> _Aim 1_
Answer these questions from the commentary on rewatching the series, each answer on its own line marked like its question:
(a) Which two episodes does the writer have lots of feelings about?
(b) What trope does the writer say they hate?
(c) For how many years has no one overthrown Prince Montague?
> _Aim 2_
Summarize the commentary on rewatching the series in two sentences.
> _Aim 3_
Write the next paragraph of the commentary on rewatching the series, picking up right after its final sentence.

So, I'm rewatching it again. First six episodes. I have lots of feelings about episodes five and six, so let's start with "Where did he get that costume?" Did he just have it planned one day? Lancelot doesn't get a lot of characterization, but it doesn't contradict.

I was never down with not respecting Juliet's efforts, though. Yeah, so she spent one day not going out in the city and not doing the things you were all previously treating her like an irresponsible child for doing. Now she's got to get smacked for that? I don't hold this against Curio or any of the other characters, but I don't agree with it.

It goes along with the whole, hide-your-destiny-all-your-life and then act like you have a duty to it these people have in general. I hate this trope. You can't expect anyone to suddenly accept and be prepared for something you haven't prepared her for. I'm thinking about episodes nine and ten here too, but at least by then Juliet had tried to accept being some Capulet symbol to overthrow a ruler.

Moving on. I don't know what rulers were like in the Middle Ages, but it seems fairly obvious from my standpoint that you don't want to encourage restlessness in the population by hurting them. So I think Prince Montague's good with nobles, but not that great a ruler. Then again, no one's overthrown him in fourteen years. Wait, I'm not sure that makes you a good ruler, just good at staying in power to rule. For a little while.

> _Supplied data_

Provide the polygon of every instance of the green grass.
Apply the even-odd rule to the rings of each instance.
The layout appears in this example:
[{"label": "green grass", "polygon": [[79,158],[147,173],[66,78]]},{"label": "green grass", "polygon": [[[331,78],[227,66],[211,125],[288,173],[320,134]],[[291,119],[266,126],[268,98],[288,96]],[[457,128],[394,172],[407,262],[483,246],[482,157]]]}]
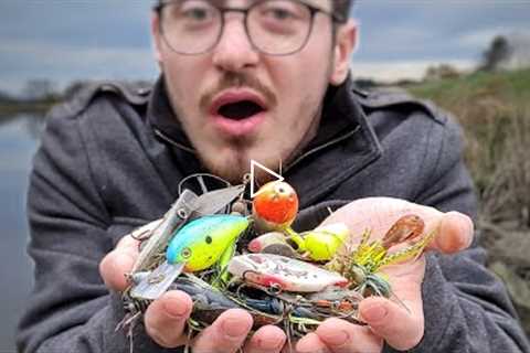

> _Right answer 1_
(a) Episodes five and six.
(b) Hiding someone's destiny all their life and then acting like they have a duty to it.
(c) Fourteen years.

> _Right answer 2_
While rewatching the first six episodes, the writer wonders where a character got a costume and disagrees with Juliet being smacked after she spent a day not doing the things the others had treated her as irresponsible for doing. The writer also dislikes the trope of hiding a person's destiny and then expecting her to accept it, and judges Prince Montague good with nobles but not a great ruler, only good at staying in power.

> _Right answer 3_
And I just said to my screen "big deal" when Tybalt showed up with his dramatic music and wing-fluttering. It's not even like he's that important a character. Though he does end up having more of an arc than Francisco or Curio.

Oh, I knew I should have stopped at four, with the sappy episodes. Now the angsty ones are all I can think about. Let me just say one thing first and not elaborate: of the bad or mixed reviews I've seen of this series, a common complaint is that there isn't enough action and the resistance plot isn't as well-done or focused on. Well, it's Romeo and Juliet, guys. From the very beginning the story was presented as being about innocent love in a framework of killing and suffering and hatred. Just because it doesn't stay true to the original story doesn't mean it isn't about the lovers, and I think (maybe presumptiously) that there being a resistance plot let people fool themselves into thinking it wasn't. Now it is about love, just more innocent and hopeful, even with their deaths, than the play. The successful resistance movement being part of what makes it hopeful.

Of course the whole tree plot is another complaint entirely.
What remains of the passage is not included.